Can you echo, word for word, the lines in the records below, from the line with "the red rock" up to and including the line with "column 537, row 336"?
⟨
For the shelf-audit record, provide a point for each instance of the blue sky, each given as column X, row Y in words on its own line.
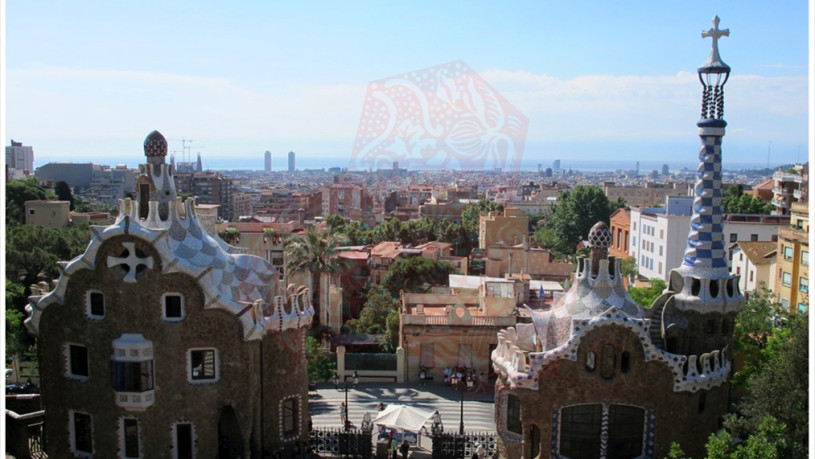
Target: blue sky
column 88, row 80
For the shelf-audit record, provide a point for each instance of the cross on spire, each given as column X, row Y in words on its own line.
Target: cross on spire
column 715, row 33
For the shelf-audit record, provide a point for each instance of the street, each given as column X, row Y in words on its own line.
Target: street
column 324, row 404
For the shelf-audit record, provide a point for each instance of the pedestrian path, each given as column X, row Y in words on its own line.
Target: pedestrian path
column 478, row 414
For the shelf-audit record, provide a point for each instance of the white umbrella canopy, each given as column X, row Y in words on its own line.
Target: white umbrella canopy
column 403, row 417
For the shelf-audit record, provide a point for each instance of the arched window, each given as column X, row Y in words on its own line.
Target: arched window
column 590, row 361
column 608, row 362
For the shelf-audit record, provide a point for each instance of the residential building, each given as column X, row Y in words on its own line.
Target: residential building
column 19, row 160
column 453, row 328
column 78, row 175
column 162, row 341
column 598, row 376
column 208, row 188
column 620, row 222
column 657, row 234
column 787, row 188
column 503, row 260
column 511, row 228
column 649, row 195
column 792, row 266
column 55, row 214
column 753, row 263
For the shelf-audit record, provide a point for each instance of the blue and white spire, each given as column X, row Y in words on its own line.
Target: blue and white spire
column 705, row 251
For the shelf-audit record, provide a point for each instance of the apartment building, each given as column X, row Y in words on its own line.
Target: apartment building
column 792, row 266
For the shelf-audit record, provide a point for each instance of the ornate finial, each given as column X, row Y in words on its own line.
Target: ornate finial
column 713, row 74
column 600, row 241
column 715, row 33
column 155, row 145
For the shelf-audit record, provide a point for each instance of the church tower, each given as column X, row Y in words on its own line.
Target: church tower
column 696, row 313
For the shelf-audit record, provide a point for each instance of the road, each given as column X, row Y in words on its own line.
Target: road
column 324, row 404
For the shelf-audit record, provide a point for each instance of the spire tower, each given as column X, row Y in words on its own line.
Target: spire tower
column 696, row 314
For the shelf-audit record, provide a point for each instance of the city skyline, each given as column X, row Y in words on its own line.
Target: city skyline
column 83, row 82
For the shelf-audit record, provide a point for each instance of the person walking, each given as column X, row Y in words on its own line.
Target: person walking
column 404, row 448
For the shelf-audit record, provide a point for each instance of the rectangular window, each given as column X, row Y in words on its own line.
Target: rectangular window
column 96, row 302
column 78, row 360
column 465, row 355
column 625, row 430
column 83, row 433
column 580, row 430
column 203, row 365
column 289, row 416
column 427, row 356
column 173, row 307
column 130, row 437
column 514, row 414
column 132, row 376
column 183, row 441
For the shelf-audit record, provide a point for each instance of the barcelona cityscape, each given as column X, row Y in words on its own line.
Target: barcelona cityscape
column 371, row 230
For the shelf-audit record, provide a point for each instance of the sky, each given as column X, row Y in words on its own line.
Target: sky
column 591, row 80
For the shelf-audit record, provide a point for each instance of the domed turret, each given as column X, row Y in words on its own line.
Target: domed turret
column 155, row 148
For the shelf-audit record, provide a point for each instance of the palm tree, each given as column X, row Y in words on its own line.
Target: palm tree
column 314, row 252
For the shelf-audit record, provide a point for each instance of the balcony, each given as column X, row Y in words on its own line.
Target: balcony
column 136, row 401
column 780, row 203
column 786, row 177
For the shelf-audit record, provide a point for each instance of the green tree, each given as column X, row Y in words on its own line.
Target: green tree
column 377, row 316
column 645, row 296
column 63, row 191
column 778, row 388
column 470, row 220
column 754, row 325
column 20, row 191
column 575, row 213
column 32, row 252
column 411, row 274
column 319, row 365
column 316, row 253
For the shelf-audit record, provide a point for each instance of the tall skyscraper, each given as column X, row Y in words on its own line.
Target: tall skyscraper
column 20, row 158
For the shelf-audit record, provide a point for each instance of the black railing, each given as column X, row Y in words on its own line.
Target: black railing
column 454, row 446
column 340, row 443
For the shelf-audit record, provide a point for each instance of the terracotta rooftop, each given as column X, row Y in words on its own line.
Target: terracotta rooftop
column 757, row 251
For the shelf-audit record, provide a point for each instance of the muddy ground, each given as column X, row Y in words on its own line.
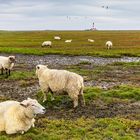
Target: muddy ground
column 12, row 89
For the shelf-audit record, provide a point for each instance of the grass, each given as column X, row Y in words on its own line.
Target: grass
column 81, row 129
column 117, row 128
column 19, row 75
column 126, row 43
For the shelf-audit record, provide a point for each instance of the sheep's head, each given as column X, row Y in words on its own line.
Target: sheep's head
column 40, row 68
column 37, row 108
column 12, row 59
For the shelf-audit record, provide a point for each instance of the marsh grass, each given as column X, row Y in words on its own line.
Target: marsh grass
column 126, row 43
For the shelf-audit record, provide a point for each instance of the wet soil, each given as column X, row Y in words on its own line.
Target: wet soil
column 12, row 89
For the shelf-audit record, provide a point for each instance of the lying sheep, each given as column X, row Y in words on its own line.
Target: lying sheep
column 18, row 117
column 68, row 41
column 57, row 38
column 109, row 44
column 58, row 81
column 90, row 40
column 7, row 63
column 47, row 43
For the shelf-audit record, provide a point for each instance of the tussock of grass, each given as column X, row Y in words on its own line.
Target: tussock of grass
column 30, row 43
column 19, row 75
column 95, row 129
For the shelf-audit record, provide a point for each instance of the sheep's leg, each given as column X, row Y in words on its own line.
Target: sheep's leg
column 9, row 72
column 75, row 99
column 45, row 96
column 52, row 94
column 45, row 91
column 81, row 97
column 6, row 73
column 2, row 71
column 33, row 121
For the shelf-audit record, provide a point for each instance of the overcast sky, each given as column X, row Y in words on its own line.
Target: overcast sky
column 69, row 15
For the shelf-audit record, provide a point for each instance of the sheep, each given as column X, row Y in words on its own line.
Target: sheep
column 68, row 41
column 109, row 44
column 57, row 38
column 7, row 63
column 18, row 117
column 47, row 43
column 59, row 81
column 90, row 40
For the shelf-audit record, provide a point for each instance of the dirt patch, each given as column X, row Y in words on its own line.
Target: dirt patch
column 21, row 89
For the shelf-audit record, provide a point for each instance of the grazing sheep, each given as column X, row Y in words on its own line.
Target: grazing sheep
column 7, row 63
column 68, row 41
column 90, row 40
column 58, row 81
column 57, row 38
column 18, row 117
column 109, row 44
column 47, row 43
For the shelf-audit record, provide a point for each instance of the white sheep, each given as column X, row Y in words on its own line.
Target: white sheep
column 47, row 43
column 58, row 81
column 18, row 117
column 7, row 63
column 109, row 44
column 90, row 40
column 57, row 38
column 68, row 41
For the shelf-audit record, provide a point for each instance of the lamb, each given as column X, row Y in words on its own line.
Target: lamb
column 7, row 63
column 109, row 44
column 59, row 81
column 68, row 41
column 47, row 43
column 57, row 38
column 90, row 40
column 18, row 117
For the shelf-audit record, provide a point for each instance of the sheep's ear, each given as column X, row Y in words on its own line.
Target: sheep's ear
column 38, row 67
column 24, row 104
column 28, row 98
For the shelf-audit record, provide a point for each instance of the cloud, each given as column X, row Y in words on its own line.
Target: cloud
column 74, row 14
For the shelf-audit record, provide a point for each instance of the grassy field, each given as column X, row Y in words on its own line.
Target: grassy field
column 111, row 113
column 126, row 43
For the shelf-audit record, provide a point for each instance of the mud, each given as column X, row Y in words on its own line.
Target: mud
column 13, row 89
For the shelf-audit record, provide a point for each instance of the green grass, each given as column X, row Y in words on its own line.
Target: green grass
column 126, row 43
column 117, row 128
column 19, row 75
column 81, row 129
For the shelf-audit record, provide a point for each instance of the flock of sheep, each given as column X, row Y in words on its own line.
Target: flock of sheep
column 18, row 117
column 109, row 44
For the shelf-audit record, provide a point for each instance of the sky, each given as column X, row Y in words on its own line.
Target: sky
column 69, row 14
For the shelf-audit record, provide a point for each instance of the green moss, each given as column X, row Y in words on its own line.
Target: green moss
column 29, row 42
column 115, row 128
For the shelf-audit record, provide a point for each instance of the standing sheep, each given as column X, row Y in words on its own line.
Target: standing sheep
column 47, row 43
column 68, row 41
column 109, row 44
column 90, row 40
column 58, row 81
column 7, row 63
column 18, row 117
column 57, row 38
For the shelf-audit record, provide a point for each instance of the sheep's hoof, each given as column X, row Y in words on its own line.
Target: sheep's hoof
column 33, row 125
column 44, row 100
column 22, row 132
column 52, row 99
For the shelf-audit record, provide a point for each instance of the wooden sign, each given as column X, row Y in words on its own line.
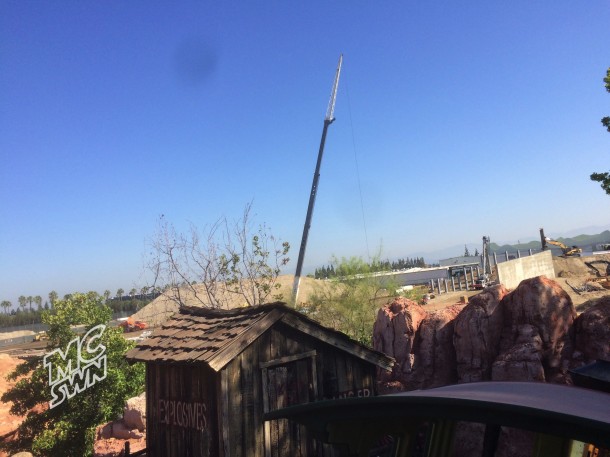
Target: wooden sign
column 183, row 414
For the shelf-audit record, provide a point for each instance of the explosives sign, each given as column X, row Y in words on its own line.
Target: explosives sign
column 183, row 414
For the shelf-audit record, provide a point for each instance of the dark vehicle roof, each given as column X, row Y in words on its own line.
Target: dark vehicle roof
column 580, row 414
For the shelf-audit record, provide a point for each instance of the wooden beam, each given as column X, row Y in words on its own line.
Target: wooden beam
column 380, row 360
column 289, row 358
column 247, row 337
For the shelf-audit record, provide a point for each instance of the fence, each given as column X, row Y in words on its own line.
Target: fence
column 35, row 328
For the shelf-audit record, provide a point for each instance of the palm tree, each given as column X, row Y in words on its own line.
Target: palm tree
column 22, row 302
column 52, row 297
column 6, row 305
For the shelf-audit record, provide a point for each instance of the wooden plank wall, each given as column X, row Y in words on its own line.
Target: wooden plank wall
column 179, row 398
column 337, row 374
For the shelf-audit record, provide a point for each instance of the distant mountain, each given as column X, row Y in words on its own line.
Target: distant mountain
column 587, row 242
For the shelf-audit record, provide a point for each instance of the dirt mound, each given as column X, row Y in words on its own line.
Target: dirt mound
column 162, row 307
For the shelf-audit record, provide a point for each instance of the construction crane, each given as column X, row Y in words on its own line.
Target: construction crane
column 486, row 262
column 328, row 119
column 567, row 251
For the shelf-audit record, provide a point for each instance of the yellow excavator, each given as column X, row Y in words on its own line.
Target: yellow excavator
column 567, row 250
⟩
⟨
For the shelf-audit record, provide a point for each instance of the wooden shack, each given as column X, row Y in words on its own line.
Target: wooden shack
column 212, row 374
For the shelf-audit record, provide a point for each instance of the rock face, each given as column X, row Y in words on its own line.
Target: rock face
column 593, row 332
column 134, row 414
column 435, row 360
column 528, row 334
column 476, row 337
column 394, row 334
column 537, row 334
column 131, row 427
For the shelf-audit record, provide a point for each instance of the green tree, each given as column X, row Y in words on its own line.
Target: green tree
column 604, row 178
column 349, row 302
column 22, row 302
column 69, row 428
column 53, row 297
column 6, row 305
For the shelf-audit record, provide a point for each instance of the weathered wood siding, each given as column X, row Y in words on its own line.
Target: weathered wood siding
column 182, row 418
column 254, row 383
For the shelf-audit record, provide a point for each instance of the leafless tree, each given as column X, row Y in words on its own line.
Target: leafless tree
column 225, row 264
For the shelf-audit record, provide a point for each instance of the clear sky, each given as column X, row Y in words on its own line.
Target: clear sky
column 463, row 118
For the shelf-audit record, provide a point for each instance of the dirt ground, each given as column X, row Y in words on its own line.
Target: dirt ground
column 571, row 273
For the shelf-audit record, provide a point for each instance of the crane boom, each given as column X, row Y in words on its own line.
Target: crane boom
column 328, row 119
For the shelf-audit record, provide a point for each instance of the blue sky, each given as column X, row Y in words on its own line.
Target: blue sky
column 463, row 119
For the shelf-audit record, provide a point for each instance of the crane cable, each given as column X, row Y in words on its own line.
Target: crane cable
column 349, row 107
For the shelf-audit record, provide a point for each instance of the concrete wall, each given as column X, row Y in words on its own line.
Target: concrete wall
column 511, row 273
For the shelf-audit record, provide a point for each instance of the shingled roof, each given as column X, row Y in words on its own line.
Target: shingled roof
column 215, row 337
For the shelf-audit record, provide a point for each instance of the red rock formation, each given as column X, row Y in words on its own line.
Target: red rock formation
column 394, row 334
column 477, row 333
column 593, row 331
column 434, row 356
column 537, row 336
⟩
Response.
For the shelf-audit record, provide a point for each instance of the red rock formation, each given as column X, row Y in words on its own line.
Target: red rock formation
column 394, row 334
column 477, row 333
column 593, row 331
column 434, row 356
column 537, row 336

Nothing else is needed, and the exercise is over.